====== RECORDED INFORMATION ======

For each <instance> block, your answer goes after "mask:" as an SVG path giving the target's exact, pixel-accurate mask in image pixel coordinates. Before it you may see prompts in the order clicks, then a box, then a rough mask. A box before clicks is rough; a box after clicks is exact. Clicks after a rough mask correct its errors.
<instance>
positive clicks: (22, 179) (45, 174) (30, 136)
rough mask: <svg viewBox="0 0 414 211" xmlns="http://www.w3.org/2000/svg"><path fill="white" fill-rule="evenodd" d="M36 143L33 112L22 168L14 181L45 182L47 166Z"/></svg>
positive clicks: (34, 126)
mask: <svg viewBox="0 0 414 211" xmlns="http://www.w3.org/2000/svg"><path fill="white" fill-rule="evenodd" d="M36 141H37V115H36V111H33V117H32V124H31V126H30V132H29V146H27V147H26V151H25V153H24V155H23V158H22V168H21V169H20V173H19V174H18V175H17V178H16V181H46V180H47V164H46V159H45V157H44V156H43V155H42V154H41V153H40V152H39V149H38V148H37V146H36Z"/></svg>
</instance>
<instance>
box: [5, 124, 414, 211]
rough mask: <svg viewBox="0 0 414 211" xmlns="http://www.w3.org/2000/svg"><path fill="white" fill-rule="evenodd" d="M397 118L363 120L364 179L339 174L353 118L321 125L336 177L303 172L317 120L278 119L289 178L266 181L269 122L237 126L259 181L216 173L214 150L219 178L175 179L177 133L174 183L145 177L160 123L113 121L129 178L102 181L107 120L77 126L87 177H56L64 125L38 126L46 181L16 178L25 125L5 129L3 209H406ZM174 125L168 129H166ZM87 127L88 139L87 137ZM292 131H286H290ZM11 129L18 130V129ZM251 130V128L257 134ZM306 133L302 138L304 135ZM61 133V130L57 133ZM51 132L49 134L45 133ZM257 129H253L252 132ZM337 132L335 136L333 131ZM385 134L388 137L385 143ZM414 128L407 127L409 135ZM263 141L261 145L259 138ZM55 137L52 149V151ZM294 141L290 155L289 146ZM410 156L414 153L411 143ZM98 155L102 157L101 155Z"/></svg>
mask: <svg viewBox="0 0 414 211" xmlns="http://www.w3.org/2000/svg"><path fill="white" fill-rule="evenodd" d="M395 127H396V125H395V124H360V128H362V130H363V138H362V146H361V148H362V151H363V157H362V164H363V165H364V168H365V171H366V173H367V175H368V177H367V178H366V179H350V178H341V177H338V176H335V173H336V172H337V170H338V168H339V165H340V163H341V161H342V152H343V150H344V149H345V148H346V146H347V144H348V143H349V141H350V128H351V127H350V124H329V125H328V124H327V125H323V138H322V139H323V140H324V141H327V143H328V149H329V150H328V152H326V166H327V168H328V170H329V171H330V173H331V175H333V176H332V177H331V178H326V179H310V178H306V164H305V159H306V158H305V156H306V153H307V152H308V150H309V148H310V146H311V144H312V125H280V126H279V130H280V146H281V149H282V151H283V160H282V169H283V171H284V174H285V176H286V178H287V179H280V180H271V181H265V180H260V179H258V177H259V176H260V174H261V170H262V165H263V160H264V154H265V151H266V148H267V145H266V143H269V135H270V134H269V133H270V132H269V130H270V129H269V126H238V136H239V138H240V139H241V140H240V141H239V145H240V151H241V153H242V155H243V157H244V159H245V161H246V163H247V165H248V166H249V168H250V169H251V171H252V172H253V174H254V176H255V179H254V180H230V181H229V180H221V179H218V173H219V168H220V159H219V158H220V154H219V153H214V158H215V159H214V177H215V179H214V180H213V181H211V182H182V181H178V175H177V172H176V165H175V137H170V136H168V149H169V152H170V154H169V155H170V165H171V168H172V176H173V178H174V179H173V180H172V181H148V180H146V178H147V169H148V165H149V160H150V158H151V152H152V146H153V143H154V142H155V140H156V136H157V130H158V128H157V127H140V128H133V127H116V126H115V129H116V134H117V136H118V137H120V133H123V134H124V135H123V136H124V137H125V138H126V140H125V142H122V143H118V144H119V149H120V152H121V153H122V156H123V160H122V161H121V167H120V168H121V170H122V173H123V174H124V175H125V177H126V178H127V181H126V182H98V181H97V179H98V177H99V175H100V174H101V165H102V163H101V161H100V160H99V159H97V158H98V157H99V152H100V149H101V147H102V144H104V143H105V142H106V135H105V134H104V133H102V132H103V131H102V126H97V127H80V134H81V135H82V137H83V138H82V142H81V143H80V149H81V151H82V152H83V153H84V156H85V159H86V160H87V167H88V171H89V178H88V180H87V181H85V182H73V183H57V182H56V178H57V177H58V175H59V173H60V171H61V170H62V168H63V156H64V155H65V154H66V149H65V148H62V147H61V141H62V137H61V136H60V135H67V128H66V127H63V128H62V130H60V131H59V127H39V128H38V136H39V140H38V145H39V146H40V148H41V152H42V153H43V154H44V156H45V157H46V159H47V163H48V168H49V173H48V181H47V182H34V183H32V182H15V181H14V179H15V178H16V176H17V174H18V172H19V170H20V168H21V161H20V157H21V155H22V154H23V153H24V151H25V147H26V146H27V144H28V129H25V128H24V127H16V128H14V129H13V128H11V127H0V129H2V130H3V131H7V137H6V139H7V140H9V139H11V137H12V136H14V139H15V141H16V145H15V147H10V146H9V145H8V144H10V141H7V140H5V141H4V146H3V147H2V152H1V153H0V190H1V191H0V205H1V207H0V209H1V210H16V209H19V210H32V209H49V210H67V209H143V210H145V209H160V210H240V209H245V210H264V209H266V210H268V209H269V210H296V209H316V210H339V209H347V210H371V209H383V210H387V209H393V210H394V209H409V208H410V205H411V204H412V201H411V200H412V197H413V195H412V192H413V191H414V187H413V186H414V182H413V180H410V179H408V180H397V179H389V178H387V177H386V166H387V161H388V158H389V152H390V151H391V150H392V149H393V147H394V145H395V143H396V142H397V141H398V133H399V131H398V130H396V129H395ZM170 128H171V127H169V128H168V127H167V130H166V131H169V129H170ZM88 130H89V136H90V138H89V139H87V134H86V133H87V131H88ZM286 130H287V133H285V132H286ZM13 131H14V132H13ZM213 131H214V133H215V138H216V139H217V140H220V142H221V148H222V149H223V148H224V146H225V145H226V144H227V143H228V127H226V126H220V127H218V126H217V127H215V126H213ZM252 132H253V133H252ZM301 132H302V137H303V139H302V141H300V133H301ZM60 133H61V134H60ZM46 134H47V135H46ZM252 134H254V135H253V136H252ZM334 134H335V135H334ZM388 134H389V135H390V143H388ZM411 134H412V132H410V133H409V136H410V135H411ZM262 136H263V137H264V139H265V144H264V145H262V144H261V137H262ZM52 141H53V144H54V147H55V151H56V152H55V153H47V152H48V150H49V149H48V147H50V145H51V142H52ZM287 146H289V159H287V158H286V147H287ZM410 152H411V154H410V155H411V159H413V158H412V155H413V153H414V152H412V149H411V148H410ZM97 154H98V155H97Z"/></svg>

======

=== WORK REQUEST ===
Reproduce every record above exactly as it is written.

=== SOLUTION TO THE PROBLEM ===
For each <instance> block, your answer goes after "mask:" as an SVG path giving the target's exact, pixel-accurate mask in image pixel coordinates. Before it you may see prompts in the order clicks, then a box, then a rough mask. A box before clicks is rough; a box after clicks is exact. Clicks after a rough mask correct its errors.
<instance>
positive clicks: (22, 179) (45, 174) (30, 136)
rough mask: <svg viewBox="0 0 414 211" xmlns="http://www.w3.org/2000/svg"><path fill="white" fill-rule="evenodd" d="M36 143L33 112L22 168L14 181L45 182L47 166Z"/></svg>
positive clicks: (34, 126)
mask: <svg viewBox="0 0 414 211" xmlns="http://www.w3.org/2000/svg"><path fill="white" fill-rule="evenodd" d="M36 141H37V115H36V111H33V117H32V124H31V126H30V132H29V146H27V147H26V151H25V153H24V155H23V158H22V168H21V169H20V173H19V174H18V175H17V178H16V181H46V180H47V164H46V159H45V157H44V156H43V155H42V154H41V153H40V152H39V149H38V148H37V146H36Z"/></svg>
</instance>
<instance>
box: [5, 124, 414, 211]
rough mask: <svg viewBox="0 0 414 211" xmlns="http://www.w3.org/2000/svg"><path fill="white" fill-rule="evenodd" d="M397 118L363 120L364 179L339 174L353 118L321 125L336 177L303 172L317 120L278 119L289 178L266 181L269 122L237 126L259 181L216 173L214 150L219 178L175 179L177 133L174 183L145 177L160 123L113 121L129 178L102 181L107 120L77 126L87 177H56L64 125L38 126L46 181L16 178L25 125L5 129L3 209H406ZM174 125L168 129H166ZM87 127L88 139L87 137ZM292 131H286H290ZM11 129L18 130V129ZM251 130V128L257 134ZM306 133L302 138L304 135ZM61 133V130L57 133ZM51 132L49 134L45 133ZM257 129H253L252 132ZM337 132L335 136L333 131ZM385 134L388 137L385 143ZM414 128L407 127L409 135ZM263 141L261 145L259 138ZM55 137L52 149V151ZM294 141L290 155L289 146ZM410 156L414 153L411 143ZM98 155L102 157L101 155Z"/></svg>
mask: <svg viewBox="0 0 414 211" xmlns="http://www.w3.org/2000/svg"><path fill="white" fill-rule="evenodd" d="M395 127H396V125H395V124H360V128H362V130H363V138H362V146H361V148H362V151H363V157H362V164H363V165H364V168H365V171H366V173H367V175H368V177H367V178H366V179H350V178H341V177H338V176H335V173H336V172H337V170H338V168H339V165H340V163H341V161H342V152H343V150H344V149H345V148H346V146H347V144H348V143H349V141H350V128H351V127H350V124H329V125H328V124H327V125H323V138H322V139H323V140H324V141H327V143H328V149H329V150H328V152H326V166H327V168H328V170H329V171H330V173H331V175H333V176H332V177H331V178H326V179H310V178H306V164H305V159H306V158H305V156H306V153H307V152H308V150H309V148H310V146H311V144H312V125H280V126H279V130H280V146H281V149H282V151H283V160H282V169H283V171H284V174H285V176H286V178H287V179H280V180H271V181H265V180H260V179H258V177H259V176H260V174H261V170H262V165H263V160H264V154H265V151H266V148H267V145H266V143H269V135H270V134H269V133H270V132H269V130H270V129H269V126H238V136H239V138H240V139H241V140H240V141H239V145H240V151H241V153H242V155H243V157H244V159H245V161H246V163H247V165H248V166H249V168H250V169H251V171H252V172H253V174H254V176H255V179H254V180H230V181H229V180H221V179H218V173H219V168H220V159H219V158H220V154H219V153H214V158H215V159H214V177H215V179H214V180H213V181H211V182H182V181H178V175H177V172H176V165H175V137H170V136H168V149H169V152H170V154H169V155H170V165H171V168H172V176H173V178H174V179H173V180H172V181H148V180H146V178H147V169H148V165H149V160H150V158H151V152H152V146H153V143H154V142H155V140H156V136H157V130H158V128H157V127H140V128H133V127H116V126H115V129H116V134H117V136H118V137H120V133H123V134H124V135H123V136H124V137H125V138H126V140H125V142H122V143H118V144H119V149H120V152H121V153H122V156H123V160H122V161H121V167H120V168H121V170H122V173H123V174H124V175H125V177H126V178H127V181H126V182H98V181H97V179H98V177H99V175H100V174H101V165H102V163H101V161H100V160H99V159H97V158H98V157H99V152H100V149H101V147H102V144H104V143H105V142H106V135H105V134H104V133H102V132H103V131H102V126H97V127H80V134H81V135H82V137H83V138H82V142H81V143H80V149H81V151H82V152H83V153H84V156H85V159H86V160H87V167H88V171H89V178H88V180H87V181H85V182H73V183H57V182H56V178H57V177H58V175H59V173H60V171H61V170H62V168H63V156H64V155H65V154H66V149H65V148H62V147H61V141H62V137H61V136H60V135H67V128H66V127H63V128H62V130H60V131H59V127H39V128H38V136H39V140H38V145H39V146H40V148H41V152H42V153H43V154H44V156H45V157H46V159H47V163H48V168H49V173H48V181H47V182H34V183H32V182H15V181H14V179H15V178H16V176H17V174H18V172H19V170H20V168H21V161H20V157H21V155H22V154H23V153H24V151H25V147H26V146H27V144H28V129H25V128H24V127H16V128H14V129H13V128H11V127H0V129H2V130H3V131H7V137H6V139H7V140H9V139H11V137H12V136H14V139H15V141H16V145H15V147H10V146H9V145H8V144H10V141H7V140H5V141H4V146H3V147H2V152H1V153H0V190H1V191H0V205H1V207H0V209H1V210H16V209H19V210H32V209H49V210H67V209H143V210H145V209H160V210H240V209H245V210H264V209H266V210H268V209H269V210H296V209H316V210H339V209H347V210H371V209H383V210H387V209H393V210H394V209H409V208H410V205H411V204H412V201H411V200H412V197H413V195H412V192H413V191H414V187H413V186H414V182H413V180H410V179H408V180H397V179H389V178H387V177H386V166H387V161H388V158H389V152H390V151H391V150H392V149H393V147H394V145H395V143H396V142H397V141H398V133H399V131H398V130H396V129H395ZM170 128H171V127H169V128H168V127H167V130H166V131H169V129H170ZM88 130H89V136H90V138H89V139H87V134H86V133H87V131H88ZM286 130H287V133H285V132H286ZM13 131H14V132H13ZM213 131H214V133H215V138H216V139H217V140H220V142H221V148H222V149H223V148H224V146H225V145H226V144H227V143H228V127H226V126H220V127H218V126H217V127H215V126H213ZM252 132H253V133H252ZM301 132H302V137H303V139H302V141H300V133H301ZM60 133H61V134H60ZM46 134H47V135H46ZM252 134H254V135H253V136H252ZM334 134H335V135H334ZM388 134H389V135H390V143H388ZM411 134H412V132H410V133H409V136H410V135H411ZM262 136H263V137H264V139H265V144H264V145H262V144H261V137H262ZM52 141H53V144H54V147H55V151H56V152H55V153H47V152H48V150H49V149H48V147H50V145H51V142H52ZM287 146H289V159H287V158H286V147H287ZM410 152H411V154H410V155H411V159H413V158H412V155H413V153H414V152H412V149H411V148H410ZM97 154H98V155H97Z"/></svg>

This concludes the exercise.